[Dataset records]

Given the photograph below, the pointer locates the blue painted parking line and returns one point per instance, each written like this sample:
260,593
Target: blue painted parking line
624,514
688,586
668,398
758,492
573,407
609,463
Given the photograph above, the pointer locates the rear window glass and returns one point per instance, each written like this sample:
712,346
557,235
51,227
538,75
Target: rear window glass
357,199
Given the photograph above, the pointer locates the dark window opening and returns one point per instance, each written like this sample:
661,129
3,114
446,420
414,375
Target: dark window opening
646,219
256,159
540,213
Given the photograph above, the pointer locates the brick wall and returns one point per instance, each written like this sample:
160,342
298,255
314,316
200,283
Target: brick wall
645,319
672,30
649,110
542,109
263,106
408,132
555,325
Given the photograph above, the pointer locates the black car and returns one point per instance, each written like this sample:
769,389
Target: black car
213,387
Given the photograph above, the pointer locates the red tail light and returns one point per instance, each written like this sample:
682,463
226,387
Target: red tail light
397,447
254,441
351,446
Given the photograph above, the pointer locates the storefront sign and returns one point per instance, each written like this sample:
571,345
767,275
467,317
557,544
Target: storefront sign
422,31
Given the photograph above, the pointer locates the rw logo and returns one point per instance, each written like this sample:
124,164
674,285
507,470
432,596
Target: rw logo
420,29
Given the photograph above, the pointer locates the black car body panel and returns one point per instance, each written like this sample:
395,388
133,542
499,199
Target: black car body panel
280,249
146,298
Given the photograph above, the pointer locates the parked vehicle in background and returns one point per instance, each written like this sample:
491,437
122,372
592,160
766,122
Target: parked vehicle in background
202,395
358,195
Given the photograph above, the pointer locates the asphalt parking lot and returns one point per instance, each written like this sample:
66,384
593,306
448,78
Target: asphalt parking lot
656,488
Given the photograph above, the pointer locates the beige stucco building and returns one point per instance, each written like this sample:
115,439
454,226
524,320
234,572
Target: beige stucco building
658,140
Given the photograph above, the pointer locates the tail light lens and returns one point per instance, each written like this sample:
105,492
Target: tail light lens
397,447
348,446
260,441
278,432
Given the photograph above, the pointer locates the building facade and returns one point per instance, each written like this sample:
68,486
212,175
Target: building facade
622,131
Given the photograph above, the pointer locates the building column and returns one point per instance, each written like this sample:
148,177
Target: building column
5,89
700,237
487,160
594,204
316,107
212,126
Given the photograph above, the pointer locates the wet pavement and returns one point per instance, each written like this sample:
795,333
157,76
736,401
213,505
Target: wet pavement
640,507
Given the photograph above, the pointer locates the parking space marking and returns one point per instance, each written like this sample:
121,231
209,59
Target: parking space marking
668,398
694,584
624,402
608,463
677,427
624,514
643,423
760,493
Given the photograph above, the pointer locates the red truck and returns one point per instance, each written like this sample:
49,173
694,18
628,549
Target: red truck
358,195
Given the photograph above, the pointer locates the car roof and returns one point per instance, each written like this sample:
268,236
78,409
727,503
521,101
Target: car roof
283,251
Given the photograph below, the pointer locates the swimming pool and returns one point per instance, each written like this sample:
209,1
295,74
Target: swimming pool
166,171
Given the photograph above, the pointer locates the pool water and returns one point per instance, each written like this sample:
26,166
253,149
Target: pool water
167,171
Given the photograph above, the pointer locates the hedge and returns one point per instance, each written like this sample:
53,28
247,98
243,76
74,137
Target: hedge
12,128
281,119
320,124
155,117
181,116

Problem description -> Swap "photograph" for "image" everywhere in the listing above. Write out all the lines again with nothing else changed.

Finished answer ->
Given the image below, the pointer locates the blue painted parking line and returns one point per instance, each written like this sample:
260,593
Target: blue painted parking line
624,514
688,586
668,398
758,492
573,407
609,463
Given the image above, the pointer locates the rear window glass and returns one point per instance, each written like this sample:
712,346
557,235
51,227
538,75
Target: rear window glass
357,199
Given the image above, the pointer locates the dark window opening and returns one point per instance, each written like this sample:
661,129
3,114
446,420
414,375
Target: dark window opening
646,219
256,159
540,213
Given the image above, the pointer locates the brick wall and returns one point per instance, each written like this sample:
160,342
298,255
314,316
200,283
Target: brick wall
645,319
672,30
649,110
542,109
263,106
408,132
555,325
Given the image above, the pointer locates the black car and returns one point per instance, each written like this sample:
769,389
Target: black car
213,387
Given the image above, the pointer locates the red tail light and returns one point per instance, each written like this sample:
682,463
226,387
Target: red tail light
397,447
254,441
351,446
Given the image above, the pointer locates the storefront sign and returns one point per instance, each written like this sample:
571,345
767,275
467,317
557,544
Target: storefront sign
422,31
Given the image above, the pointer locates the rw logo and returns one point per instance, each written like this sample:
124,164
674,285
507,470
432,596
Target: rw logo
420,29
Given the image above, the pointer locates the black car body panel and returns one point per instance, each written like this sample:
395,388
133,542
499,199
Target: black car body panel
280,249
146,298
Given the image above, the pointer locates the parked vehicle in background and returns one point per instance, each written like this sample:
491,437
122,372
592,160
766,122
Target: parked vehicle in background
202,395
358,195
Given the image above, the pointer locates the asphalt parking lot and returns one point per instance, each written like this sample:
66,384
593,306
448,78
Target: asphalt parking lot
656,488
Given the image above, the pointer locates the beige stucco building and returns one point per instance, each written like this sample:
115,439
454,226
524,320
234,572
Target: beige stucco building
658,140
Given the image above, the pointer locates the tail light lens and returns one point per instance, each written like this sample:
105,492
Target: tail light lens
397,447
348,446
260,441
278,432
Given the image above, the pointer locates the building facade and returns one point per instance, each written like this sample:
68,486
212,175
Target: building facade
622,131
Given the image above, the pointer locates the building column and returns one point per instance, each written like this sample:
148,177
Target: building column
5,89
700,237
487,160
594,204
316,107
212,126
Given the image above, the pointer locates the wet pavement and returns one point per instance, each written like this sample:
795,333
157,76
736,401
213,505
Target: wet pavement
640,507
Given the image above, the pointer locates the parking space marking and returns one point per instance, each written like this sample:
121,231
209,59
Target: parking space marking
668,398
694,584
624,402
608,463
677,427
624,514
643,423
760,493
Given the image above, the pointer locates the red truck and returns one point per instance, each written like this sample:
49,173
694,18
628,549
Target: red truck
358,195
Given the image above, the pointer locates the car roof and returns one point per instance, each written like this sample:
268,236
78,409
727,503
521,101
Target: car roof
283,251
Given the image below, the pointer locates the swimming pool and returns one point per instance, each written like this sample:
209,1
295,74
Target: swimming pool
166,171
Given the image above, the pointer locates the pool water and returns one point per instance, each written like this sample:
26,166
253,149
Target: pool water
167,171
Given the image above, the pointer locates the hedge and returns one point per instance, each written like this sample:
53,28
247,98
243,76
74,137
Target: hedge
12,128
281,119
320,124
155,117
181,116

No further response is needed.